+++ Source document

By Jeffrey Overstreet
20. Star Trek (J.J. Abrams): Reinventing Star Trek, J. J. Abrams proves that he knows how to build an adventure movie that will last. What is more, he knows why the Star Trek films have always seemed disposable.
You can serve up standard-setting digital animation, but if you lack a script that sparks and smokes, and an ensemble cast with chemistry that commands our attention, your movie will evaporate when the credits roll.
At first I was aggravated by obvious plot holes, and I started to get snarky. Then I saw it again, and again, and had more fun each time. Every scene is infused with contagious enthusiasm and a love for the genre. Even the goofy guys in rubber alien suits are used to great effect. It’s so colorful, lively, and funny that it accomplished something I’d thought impossible: It made me eager to see future Star Trek movies.
19. Duplicity (Tony Gilroy): I thought Julia Roberts had disappeared, leaving only layers of makeup and collagen lip injections behind. But the real Roberts shows up in Duplicity, reminding me that she really is a natural leading lady. And her chemistry with Clive Owen is combustible.
Roberts and Owen play competitive super-spies whose fierce battle of wits is complicated by—what a surprise!—love. As the warring corporate CEOs who hire them, Paul Giamatti and Tom Wilkinson go over the (balding) top. But that’s all part of the fun in this enthusiastic genre film.
There’s that word again—enthusiasm. Like Star Trek, Duplicity embraces its genre conventions and reminds us why the formula became popular in the first place. For all of its commentary on corporate enmity, it’s a romance at heart, asking whether love is even possible in a competitive marketplace. And it proves that Hollywood can still deliver classy, excess-free movies that engage the grey matter as much as the eyes.
18. The Maid (Sebastián Silva): The most delightfully unpredictable film I saw all year came from Chile.
Raquel (Catalina Saavedra) is a 41-year-old maid who has served an upper class family for decades. But the teenagers have grown old enough to contend with her, and she’s begun to suffer fainting spells. She’s losing her grip on order.
So, when the family begins hiring “extra help,” Raquel feels threatened and conspires to scare new maids away. Her attempts to regain solitary control are audacious, frightful, and hilarious. And yet, it becomes clear there’s more than jealousy at the root of her wicked strategies.
What follows is a story told with great tenderness and insight. Silva could easily have steered us to some shocking, tragic end. But the conclusion is as memorable for its modesty as for how very true it feels.
17. Goodbye Solo (Ramin Bahrani): Solo (Souleymane Sy Savane)—Goobye Solo’s main character—is the opposite of Taxi Driver’s Travis Bickle.
Solo’s an African immigrant driving a cab in New York who brings life-changing optimism to every situation. Where disappointments drove Bickle to violence, Solo takes every dispiriting discovery as a challenge.

++++++
+++ Supplied material

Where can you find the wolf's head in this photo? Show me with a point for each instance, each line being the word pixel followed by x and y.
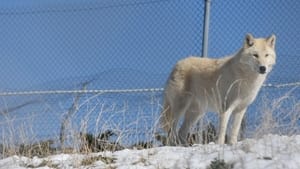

++++++

__Exercises to complete__
A) Change "Raquel" to "Lucía" in everything from "18. The Maid" down to "her wicked strategies." in the film rankings, and write out that revised passage.
B) Write what comes next in the film rankings, starting after their last sentence.

__Final answers__
A)
18. The Maid (Sebastián Silva): The most delightfully unpredictable film I saw all year came from Chile.
Lucía (Catalina Saavedra) is a 41-year-old maid who has served an upper class family for decades. But the teenagers have grown old enough to contend with her, and she’s begun to suffer fainting spells. She’s losing her grip on order.
So, when the family begins hiring “extra help,” Lucía feels threatened and conspires to scare new maids away. Her attempts to regain solitary control are audacious, frightful, and hilarious. And yet, it becomes clear there’s more than jealousy at the root of her wicked strategies.

B)
His latest fare, a tight-lipped grouch named William (Red West) who looks like Richard Farnsworth’s mean-spirited twin, is a challenge indeed. Solo’s determination to connect with this prickly old codger leads to a startling request: William wants help with what may be a plan for suicide.
In another director’s hands, this would have become a sentimental American take on Kiarostami’s A Taste of Cherry. But Rahmani captures characters and environments that feel authentic, and a story that is both heartbreaking and hopeful.
16. Moon (Duncan Jones): Sam Rockwell is brilliant in a demanding solo performance as Sam Bell, a man who lives alone on the moon harvesting an energy source for earthlings. He connects with his wife and daughter by video, and chats with the smiley android Gerty (voiced by Kevin Spacey).
I don’t want to spoil anything. Suffice it to say—there’s a nasty surprise waiting for Sam, and it’s going to mess with his mind.
Jones clearly reveres the thoughtful, low-budget, sparsely decorated, 1970s science fiction like Alien and 2001: A Space Odyssey, and Moon earned a flurry of comparisons to Silent Running. But it has a tension and a particular ethical inquiry all its own.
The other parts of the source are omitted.